▶ [OBJETIVO DA TAREFA]:
Reproduza, sem mudar nada, o trecho do texto de estudo que começa nas palavras que contêm "É desse cantinho" e termina em "nenhum outro homem.".

Ela se compõe como a iluminação controlada por um dimmer, que inicialmente propicia uma visão muito tênue, crepuscular, e paulatinamente vai configurando uma visão clara, com discernimento dos elementos em jogo (Winnicott, 1945, p. 152), por exemplo, diferencia entre alguma coisa que meramente está acontecendo e viver uma experiência (juntos, mãe e bebê).

 

Situações-limite

Vivemos enquanto analistas a curiosa experiência de constatarmos, especularmos, revelarmos, criarmos, dentro de um universo singular. Ao mesmo tempo que ele tem como condição para sua existência estar apartado da vida cotidiana, é parte inextricável desta.

É desse cantinho que apreciamos o ser humano, a partir de nosso método e de nós mesmos, enquanto pessoas. Nele, procuramos a mais primordial singularidade, podendo até arriscar alguma generalização, como o fez Freud. Guardamos a ciência de que cada homem é igual a todos os homens; cada homem é igual a alguns homens; cada homem é igual a nenhum outro homem.

É entre a radical singularidade, o singular plural e o universalmente humano que nos situamos, movendo-nos dos meandros da transferência aos volteios da vida.

▶ [MATERIAL FORNECIDO]:

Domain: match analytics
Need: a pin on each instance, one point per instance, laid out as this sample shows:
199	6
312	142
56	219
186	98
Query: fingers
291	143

▶ [SUA RESPOSTA]:
É desse cantinho que apreciamos o ser humano, a partir de nosso método e de nós mesmos, enquanto pessoas. Nele, procuramos a mais primordial singularidade, podendo até arriscar alguma generalização, como o fez Freud. Guardamos a ciência de que cada homem é igual a todos os homens; cada homem é igual a alguns homens; cada homem é igual a nenhum outro homem.